Answer these from the June reading list:
(a) Who is listed as the author of The Art of Statistics?
(b) Which book is described as a run through of the problems at Google and Facebook?
(c) In Parliament Ltd, what slightly irritated the writer?

◆ PASSAGE PROVIDED ◆
================================
Well it was a much better month than May and I found my groove again. There are some real gems here that would have me enthusing in any given month. I’ll try to tackle them individually with posts in the coming weeks. Here’s the June list.

  • Don’t Be Evil by Rana Faroohar
  • You Talking to Me by Sam Leith
  • Parliament Ltd by Martin Williams
  • Our Final Warning by Mark Lynas
  • How to Survive a Plague by David France
  • The NHS at 70: A Living History by Ellen Welch
  • The COVID-19 Catastrophe by Richard Horton
  • Humankind: A Hopeful History by Rutger Bregman
  • You Are Not Human by Simon Lancaster
  • The Art of Statistics by David Spiegelhalter
  • The Candy Machine by Tom Feiling
  • Unpopular Essays by Bertrand Russell

Recommendation of the Month

Don’t Be Evil is a good run through of the problems at Google and Facebook. You Talking to Me hops through the formal discipline of rhetoric, something that I’m not very familiar with at all but I enjoyed. Parliament Ltd is damning of many politicians and the whole parliamentary process. There is a lot to be cross about but, weirdly, I found Williams’ scathing tone about politicians slightly irritated me. It’s clear he has a very low opinion but I wasn’t always sure it was entirely fair to daub all politicians with this particular brush at all times.
================================
◆ EXTRACTED MATERIAL ◆

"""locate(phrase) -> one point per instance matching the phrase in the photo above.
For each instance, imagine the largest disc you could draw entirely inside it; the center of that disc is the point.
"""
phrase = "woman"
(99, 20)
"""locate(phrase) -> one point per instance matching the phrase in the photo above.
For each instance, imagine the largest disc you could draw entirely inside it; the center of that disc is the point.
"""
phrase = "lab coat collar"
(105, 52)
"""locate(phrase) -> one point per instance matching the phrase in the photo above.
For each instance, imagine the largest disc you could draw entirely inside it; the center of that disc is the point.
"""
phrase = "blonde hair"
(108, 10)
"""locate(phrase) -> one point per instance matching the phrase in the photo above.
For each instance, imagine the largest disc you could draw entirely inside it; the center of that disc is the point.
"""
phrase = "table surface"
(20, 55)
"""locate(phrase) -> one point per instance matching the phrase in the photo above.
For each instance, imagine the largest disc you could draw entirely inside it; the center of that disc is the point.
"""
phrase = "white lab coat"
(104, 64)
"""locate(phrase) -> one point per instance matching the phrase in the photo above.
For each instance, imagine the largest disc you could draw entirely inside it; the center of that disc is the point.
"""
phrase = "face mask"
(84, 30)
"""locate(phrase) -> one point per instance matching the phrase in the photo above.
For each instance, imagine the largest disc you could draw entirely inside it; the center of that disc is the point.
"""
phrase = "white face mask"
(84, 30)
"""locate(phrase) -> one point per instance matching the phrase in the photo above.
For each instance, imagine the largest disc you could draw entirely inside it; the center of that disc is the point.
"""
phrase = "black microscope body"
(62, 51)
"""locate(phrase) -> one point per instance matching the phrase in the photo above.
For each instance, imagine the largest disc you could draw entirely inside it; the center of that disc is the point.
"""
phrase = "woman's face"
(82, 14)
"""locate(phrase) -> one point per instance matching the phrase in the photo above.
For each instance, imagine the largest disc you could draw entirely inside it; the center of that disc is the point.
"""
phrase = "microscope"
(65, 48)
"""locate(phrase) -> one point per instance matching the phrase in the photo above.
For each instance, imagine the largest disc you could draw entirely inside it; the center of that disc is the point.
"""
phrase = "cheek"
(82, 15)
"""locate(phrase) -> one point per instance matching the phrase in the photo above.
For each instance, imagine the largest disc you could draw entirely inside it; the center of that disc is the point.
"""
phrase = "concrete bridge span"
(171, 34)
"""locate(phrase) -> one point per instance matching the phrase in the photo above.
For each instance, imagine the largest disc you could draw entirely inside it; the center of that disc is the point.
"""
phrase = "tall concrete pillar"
================================
◆ TASK RESPONSE ◆
(a) David Spiegelhalter
(b) Don't Be Evil
(c) Williams' scathing tone about politicians